** start Supplied entries **

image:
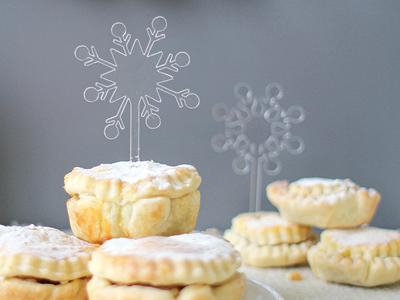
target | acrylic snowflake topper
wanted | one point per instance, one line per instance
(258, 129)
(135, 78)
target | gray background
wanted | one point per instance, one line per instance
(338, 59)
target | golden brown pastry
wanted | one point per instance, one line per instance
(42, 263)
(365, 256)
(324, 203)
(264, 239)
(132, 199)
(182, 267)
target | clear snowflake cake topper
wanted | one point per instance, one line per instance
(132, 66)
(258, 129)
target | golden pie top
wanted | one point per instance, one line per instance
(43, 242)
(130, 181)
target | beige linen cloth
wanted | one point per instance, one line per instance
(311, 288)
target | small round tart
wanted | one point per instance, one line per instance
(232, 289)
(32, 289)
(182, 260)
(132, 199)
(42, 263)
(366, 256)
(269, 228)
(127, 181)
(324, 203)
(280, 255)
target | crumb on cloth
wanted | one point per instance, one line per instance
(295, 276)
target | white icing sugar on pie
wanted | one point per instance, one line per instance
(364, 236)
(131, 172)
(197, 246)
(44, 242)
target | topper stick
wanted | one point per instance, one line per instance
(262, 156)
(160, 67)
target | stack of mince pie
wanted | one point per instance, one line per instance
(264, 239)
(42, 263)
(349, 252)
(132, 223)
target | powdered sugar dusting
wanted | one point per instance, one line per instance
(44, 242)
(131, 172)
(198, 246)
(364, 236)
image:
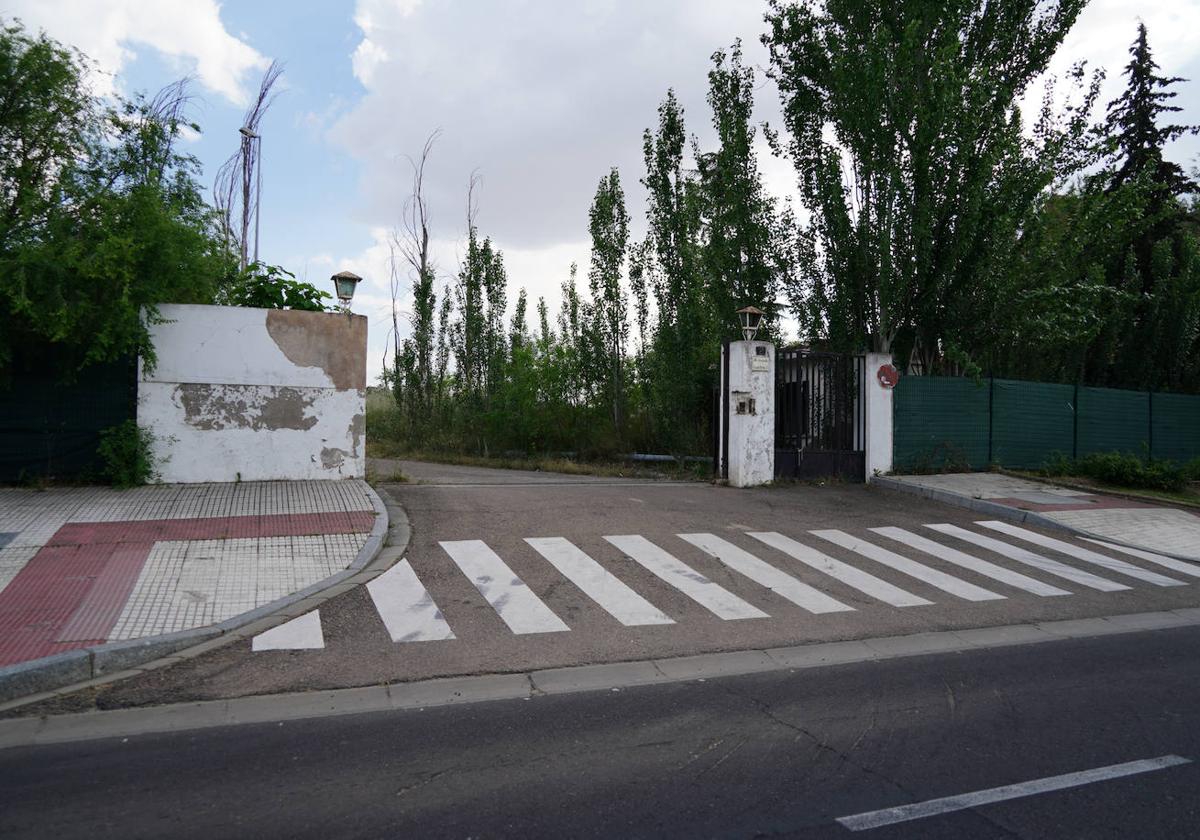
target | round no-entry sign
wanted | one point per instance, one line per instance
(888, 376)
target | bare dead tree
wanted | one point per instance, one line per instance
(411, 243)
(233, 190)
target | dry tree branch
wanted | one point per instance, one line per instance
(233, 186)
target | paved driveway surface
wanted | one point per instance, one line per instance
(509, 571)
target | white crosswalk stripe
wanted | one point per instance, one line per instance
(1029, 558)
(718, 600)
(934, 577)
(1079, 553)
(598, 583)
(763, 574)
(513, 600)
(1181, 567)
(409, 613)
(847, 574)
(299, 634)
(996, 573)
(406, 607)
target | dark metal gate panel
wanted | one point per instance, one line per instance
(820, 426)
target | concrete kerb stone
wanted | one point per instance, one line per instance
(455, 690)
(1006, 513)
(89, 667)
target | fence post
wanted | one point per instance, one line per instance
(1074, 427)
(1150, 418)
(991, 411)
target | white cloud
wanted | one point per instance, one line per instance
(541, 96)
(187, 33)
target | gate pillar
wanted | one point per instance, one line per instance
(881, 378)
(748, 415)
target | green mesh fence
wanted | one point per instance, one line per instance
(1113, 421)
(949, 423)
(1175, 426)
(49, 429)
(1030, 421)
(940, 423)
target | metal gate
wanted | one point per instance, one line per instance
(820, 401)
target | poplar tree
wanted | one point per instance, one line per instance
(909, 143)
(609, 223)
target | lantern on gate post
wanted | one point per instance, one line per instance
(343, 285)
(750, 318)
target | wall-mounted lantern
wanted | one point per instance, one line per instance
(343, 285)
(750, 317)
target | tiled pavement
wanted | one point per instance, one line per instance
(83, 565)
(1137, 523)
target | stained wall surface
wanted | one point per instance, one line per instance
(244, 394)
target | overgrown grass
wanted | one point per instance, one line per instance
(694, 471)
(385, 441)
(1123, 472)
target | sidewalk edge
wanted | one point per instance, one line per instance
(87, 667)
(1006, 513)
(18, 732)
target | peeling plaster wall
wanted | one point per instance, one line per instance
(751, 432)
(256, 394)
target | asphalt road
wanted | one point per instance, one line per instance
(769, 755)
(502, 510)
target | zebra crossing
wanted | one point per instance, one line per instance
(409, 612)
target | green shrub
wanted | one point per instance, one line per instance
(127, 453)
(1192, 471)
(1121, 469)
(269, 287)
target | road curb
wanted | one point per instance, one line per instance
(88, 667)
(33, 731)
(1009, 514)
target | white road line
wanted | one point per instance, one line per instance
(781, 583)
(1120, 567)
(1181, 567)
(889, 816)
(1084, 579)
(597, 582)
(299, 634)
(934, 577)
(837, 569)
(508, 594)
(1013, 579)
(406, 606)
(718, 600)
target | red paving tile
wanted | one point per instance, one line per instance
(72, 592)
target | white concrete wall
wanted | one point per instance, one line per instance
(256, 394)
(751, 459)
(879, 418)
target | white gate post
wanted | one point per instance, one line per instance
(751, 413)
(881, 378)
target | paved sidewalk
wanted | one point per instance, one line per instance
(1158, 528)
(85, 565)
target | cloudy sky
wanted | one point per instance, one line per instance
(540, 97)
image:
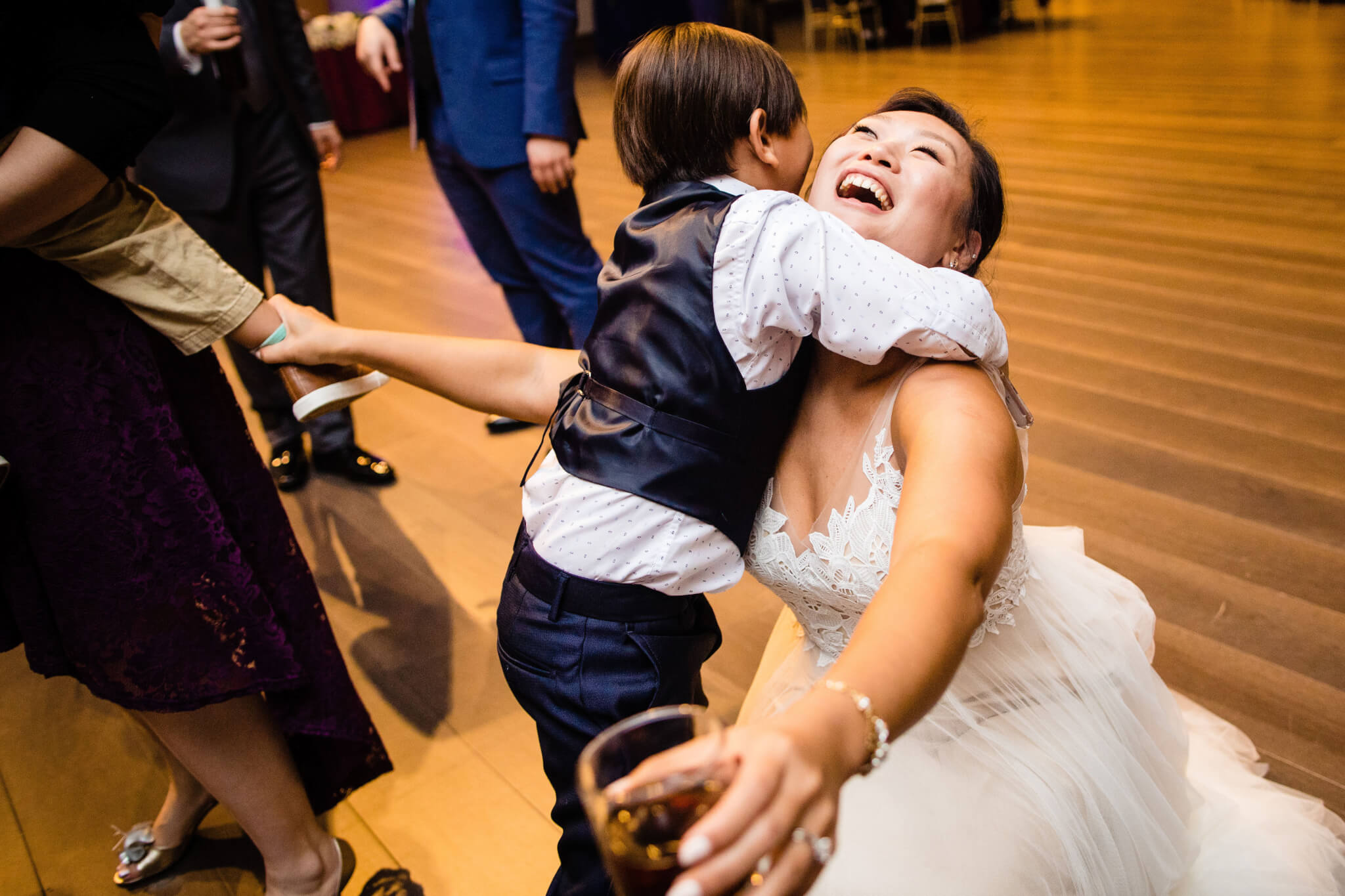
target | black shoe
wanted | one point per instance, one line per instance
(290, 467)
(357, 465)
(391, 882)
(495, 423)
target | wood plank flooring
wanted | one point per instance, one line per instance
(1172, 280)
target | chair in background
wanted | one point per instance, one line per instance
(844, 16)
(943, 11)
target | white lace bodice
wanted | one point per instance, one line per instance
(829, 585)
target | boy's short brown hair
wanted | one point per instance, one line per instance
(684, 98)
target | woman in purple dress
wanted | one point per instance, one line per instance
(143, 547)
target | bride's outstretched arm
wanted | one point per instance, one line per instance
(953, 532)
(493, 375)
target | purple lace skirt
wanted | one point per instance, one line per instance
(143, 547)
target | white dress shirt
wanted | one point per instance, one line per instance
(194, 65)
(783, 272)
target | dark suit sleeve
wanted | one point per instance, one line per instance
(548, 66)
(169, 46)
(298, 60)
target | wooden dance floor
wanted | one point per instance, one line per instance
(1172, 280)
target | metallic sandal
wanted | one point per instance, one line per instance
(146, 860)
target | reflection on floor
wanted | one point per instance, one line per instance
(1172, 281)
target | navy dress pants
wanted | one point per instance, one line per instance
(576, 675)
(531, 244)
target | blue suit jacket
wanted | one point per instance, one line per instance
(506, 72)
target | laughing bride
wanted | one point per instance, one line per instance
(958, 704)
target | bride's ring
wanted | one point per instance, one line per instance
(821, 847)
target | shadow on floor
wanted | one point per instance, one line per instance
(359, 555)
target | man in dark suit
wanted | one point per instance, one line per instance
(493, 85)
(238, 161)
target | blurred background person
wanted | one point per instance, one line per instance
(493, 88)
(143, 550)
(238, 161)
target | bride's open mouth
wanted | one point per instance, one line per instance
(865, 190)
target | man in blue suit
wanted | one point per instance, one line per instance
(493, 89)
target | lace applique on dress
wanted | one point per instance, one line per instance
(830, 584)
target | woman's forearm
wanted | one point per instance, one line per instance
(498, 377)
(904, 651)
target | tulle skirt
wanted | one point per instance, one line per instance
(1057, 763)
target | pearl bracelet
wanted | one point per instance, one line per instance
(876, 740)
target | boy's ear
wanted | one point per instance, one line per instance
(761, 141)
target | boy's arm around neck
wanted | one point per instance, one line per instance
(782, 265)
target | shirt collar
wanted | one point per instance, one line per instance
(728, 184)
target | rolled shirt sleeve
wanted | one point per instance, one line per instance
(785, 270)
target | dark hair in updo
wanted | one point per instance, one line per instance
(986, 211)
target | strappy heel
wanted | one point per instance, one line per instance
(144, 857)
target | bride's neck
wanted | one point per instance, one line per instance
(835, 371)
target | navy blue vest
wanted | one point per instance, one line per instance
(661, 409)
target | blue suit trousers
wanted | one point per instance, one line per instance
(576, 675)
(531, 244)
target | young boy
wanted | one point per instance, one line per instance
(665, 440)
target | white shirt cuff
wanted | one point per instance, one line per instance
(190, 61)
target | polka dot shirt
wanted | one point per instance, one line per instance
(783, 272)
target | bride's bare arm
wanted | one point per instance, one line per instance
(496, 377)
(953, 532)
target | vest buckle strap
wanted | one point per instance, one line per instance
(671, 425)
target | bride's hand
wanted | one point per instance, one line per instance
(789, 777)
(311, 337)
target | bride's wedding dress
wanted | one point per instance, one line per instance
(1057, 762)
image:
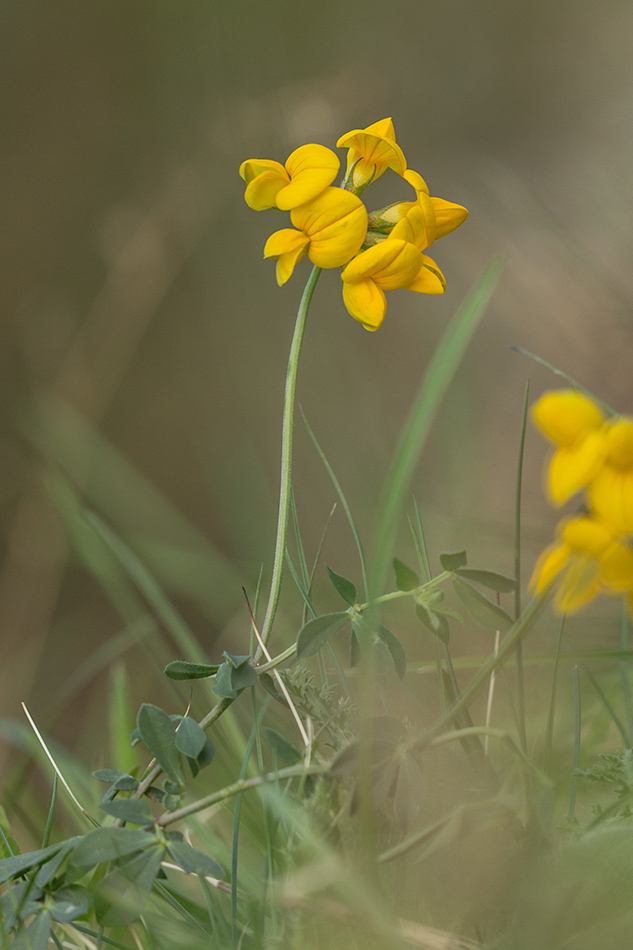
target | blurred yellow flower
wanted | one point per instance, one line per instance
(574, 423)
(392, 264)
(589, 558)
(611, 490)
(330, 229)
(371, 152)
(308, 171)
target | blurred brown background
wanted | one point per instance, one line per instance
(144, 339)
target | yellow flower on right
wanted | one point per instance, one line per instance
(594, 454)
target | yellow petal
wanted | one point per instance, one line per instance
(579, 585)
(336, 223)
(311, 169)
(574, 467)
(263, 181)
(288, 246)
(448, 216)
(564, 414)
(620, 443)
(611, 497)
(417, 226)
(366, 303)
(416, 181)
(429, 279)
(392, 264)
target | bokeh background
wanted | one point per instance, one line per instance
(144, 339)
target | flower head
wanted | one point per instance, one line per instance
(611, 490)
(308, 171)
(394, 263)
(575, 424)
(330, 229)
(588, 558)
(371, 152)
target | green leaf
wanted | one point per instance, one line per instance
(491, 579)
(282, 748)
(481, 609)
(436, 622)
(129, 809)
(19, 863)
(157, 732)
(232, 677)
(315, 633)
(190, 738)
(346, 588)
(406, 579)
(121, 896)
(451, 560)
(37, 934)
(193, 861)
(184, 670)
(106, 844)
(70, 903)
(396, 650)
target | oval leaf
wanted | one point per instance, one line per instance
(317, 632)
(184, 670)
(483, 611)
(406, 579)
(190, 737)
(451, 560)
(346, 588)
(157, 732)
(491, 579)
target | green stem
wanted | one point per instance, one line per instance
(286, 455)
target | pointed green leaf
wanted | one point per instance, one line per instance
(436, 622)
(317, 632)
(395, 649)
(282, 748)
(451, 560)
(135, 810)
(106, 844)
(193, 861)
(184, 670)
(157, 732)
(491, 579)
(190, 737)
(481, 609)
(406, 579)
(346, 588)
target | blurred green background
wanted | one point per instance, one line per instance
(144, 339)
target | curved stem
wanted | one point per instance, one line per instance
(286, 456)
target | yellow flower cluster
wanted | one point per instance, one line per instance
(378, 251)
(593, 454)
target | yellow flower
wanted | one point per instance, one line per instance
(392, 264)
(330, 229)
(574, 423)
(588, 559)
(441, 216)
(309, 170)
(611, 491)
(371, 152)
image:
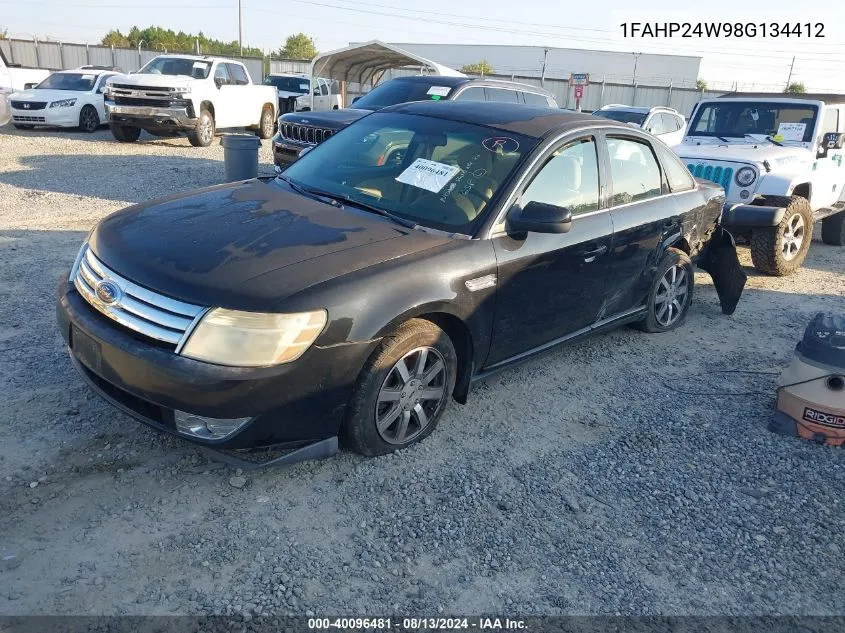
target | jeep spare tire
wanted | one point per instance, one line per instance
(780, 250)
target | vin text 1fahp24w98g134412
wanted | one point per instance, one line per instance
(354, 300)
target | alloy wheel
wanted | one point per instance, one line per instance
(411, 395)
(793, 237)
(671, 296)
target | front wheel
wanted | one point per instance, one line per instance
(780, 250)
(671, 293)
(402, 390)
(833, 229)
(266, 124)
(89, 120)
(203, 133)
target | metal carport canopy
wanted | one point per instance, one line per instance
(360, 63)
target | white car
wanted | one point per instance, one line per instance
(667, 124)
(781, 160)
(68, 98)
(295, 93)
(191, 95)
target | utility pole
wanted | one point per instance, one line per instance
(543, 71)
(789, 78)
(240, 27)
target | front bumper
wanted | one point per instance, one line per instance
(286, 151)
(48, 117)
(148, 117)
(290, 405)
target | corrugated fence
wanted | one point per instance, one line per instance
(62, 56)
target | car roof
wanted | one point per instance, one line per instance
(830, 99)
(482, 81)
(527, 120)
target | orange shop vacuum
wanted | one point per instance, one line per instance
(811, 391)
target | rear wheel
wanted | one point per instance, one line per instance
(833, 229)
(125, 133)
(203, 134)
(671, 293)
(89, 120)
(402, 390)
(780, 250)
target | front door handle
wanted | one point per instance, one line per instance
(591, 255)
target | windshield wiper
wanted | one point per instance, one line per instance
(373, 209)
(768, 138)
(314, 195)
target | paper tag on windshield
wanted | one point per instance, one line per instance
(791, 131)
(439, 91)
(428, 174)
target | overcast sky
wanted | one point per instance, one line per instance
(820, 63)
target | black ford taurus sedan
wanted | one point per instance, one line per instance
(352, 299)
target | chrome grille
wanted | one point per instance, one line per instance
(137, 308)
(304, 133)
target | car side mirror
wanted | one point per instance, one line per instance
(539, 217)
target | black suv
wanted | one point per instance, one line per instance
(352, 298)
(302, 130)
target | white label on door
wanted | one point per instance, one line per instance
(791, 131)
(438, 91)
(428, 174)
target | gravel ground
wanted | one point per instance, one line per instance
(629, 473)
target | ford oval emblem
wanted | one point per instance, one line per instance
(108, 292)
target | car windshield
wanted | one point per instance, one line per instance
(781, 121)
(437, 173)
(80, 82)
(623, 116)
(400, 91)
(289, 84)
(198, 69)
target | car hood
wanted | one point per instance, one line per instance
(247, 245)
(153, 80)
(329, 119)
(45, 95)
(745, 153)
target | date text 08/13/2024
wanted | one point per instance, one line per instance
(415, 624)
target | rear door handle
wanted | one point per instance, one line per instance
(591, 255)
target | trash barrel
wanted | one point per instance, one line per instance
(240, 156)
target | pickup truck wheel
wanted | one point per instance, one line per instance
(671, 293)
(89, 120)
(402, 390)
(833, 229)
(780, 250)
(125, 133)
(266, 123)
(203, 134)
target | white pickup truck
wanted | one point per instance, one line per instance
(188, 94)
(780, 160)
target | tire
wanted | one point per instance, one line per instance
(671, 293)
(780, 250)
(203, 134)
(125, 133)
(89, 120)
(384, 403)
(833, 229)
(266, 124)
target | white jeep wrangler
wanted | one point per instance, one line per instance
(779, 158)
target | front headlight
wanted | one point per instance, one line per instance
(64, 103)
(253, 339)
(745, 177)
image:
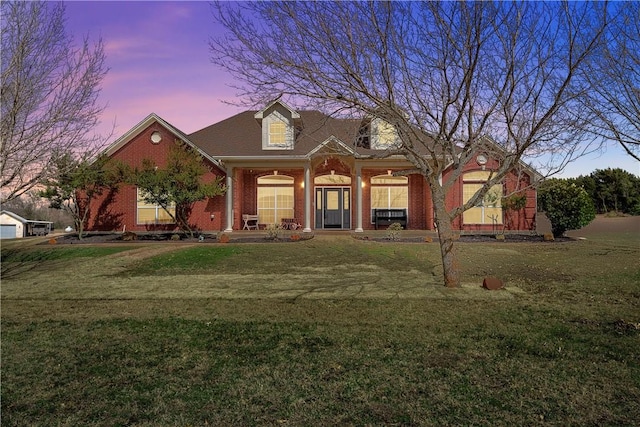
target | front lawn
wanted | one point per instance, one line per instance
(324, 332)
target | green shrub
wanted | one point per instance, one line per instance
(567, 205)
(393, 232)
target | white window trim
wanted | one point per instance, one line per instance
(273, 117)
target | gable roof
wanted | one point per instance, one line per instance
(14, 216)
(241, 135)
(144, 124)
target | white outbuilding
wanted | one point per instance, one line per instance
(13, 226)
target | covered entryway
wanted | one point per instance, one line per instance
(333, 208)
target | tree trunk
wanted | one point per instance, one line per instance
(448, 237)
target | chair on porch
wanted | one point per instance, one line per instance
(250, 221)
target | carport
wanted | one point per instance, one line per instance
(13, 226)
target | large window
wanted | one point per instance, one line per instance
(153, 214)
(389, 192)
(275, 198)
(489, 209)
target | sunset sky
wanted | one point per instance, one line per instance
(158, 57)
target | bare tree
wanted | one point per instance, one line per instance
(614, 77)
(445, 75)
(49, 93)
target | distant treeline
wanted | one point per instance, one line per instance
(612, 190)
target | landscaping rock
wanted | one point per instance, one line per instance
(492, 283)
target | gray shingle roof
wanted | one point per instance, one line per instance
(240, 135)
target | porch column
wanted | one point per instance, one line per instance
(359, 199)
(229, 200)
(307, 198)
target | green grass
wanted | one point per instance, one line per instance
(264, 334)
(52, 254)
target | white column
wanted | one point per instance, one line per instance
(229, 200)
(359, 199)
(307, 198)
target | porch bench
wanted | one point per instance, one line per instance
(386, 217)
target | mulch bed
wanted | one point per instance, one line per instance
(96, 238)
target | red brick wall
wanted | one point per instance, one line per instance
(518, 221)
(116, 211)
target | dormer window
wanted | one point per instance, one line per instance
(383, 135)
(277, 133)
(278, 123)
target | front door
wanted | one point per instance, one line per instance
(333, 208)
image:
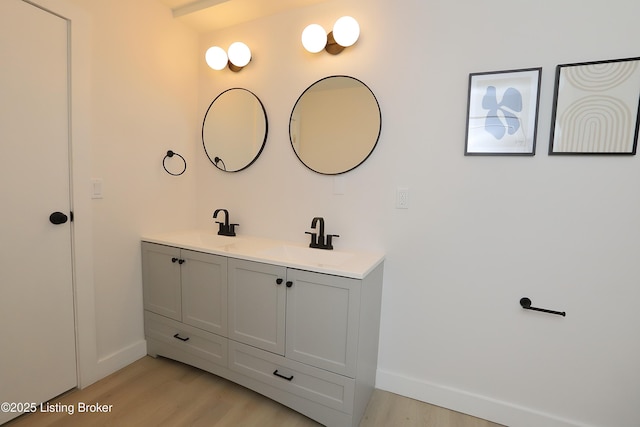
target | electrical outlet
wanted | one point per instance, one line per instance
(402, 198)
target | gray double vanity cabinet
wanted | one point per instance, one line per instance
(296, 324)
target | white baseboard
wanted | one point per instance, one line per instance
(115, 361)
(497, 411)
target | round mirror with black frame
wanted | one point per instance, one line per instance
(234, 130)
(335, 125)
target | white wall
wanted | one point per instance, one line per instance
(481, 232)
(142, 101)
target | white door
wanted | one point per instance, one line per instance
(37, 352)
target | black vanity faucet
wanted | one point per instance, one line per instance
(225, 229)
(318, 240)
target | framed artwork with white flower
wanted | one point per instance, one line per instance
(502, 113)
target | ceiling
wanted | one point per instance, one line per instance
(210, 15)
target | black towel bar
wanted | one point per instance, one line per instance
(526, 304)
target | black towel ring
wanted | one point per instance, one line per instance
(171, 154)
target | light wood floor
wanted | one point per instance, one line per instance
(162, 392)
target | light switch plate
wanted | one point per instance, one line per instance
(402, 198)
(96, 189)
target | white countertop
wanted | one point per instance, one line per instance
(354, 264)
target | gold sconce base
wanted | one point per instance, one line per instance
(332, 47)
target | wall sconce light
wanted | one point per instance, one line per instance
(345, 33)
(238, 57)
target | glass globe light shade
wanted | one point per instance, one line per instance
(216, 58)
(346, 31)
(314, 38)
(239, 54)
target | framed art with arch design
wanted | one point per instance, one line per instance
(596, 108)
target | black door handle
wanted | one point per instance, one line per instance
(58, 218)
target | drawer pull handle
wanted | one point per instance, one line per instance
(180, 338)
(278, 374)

** end Supplied entries **

Could you give again exactly the lines from the line containing "target | gray double vanity cabinet" through the final line of the data above, and no others?

--- Complete output ---
target | gray double vanity cabinet
wanted | one point per instance, one line per instance
(296, 324)
target | white baseboard
wanted | one point per instance, one line per instance
(115, 361)
(497, 411)
target | round mirror with black frame
wanted | one point per instance, one line per instance
(234, 130)
(335, 125)
target | white wall
wanted | one point per instance, one line per instance
(481, 232)
(142, 101)
target | white door
wanted | one point per instance, one line per instance
(37, 352)
target | black vanity faucet
wanted | one point per instance, one line per instance
(225, 229)
(318, 240)
target | framed artwork with white flower
wanted | one point per instance, one line per instance
(502, 113)
target | ceiling
wanted | one point per instance, one line per instance
(210, 15)
target | black towel bar
wanted | one point per instance, one line per instance
(526, 304)
target | black towel ring
wanted | one point per instance, one line per instance
(171, 154)
target | light wood floor
wanted | one point per instance, one line per instance
(162, 392)
target | light switch plate
wanted | one point per instance, one line per instance
(402, 198)
(96, 189)
target | white countertop
wanted | one point per instance, one line per instance
(354, 264)
target | gold sconce base
wanted | one point per instance, one line per instance
(332, 47)
target | wall sconce light
wanted | one point per instance, one line per instance
(345, 33)
(238, 57)
target | glass globe light shade
wanted | one point per instance, one line per instance
(216, 58)
(346, 31)
(314, 38)
(239, 54)
target | framed art with arch design
wanted | one point per instance, one line per instance
(596, 108)
target | black door handle
wanted | one point per instance, one line per instance
(58, 218)
target | drawer pull handle
wanted | one point per instance, one line per instance
(180, 338)
(278, 374)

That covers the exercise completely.